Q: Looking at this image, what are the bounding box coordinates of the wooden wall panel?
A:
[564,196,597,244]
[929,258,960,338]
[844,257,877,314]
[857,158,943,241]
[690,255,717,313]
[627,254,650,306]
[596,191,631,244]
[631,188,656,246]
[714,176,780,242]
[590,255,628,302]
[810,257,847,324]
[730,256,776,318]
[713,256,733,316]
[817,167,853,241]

* What you need to do
Reproduce all of the material above, line for line, without changing a single character.

* The result
Q: Looking at this image, what are the bounding box coordinates of the wooden wall panel?
A:
[564,196,597,244]
[929,258,960,338]
[844,257,877,314]
[857,158,943,241]
[690,255,717,313]
[627,254,650,306]
[596,191,631,244]
[631,188,656,246]
[714,176,780,242]
[590,255,628,302]
[810,257,847,324]
[730,256,776,318]
[713,256,733,316]
[817,167,853,241]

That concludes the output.